* JOB: Show each line of the data below that contains the string "tree", treating uppercase and lowercase letters as different.

* INPUT MATERIAL:
################

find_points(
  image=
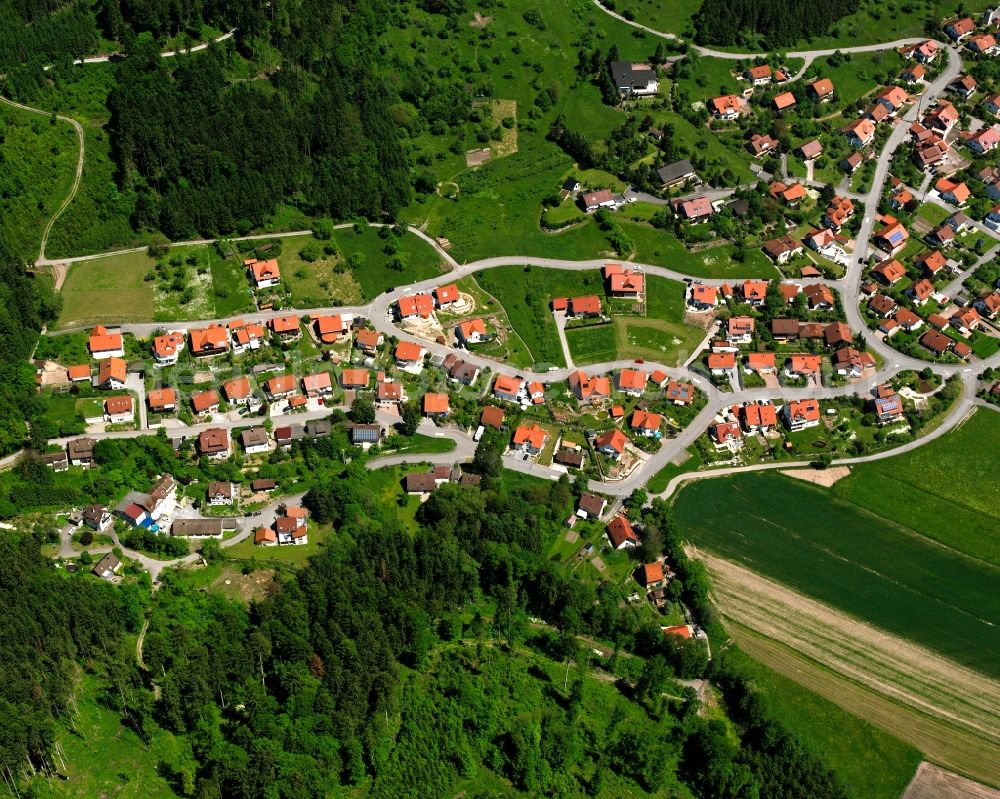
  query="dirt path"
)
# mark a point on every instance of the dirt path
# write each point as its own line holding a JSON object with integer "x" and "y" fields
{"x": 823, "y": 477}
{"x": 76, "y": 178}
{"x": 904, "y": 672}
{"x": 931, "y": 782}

################

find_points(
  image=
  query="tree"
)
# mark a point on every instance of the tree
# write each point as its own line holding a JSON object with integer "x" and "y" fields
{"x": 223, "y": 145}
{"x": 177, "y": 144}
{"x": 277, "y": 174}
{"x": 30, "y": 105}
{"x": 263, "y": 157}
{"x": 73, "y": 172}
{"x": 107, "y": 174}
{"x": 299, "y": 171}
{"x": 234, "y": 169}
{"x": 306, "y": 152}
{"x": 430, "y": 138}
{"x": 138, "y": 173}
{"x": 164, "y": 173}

################

* WORKED SOLUTION:
  query="tree"
# mark a point on every instance of the tree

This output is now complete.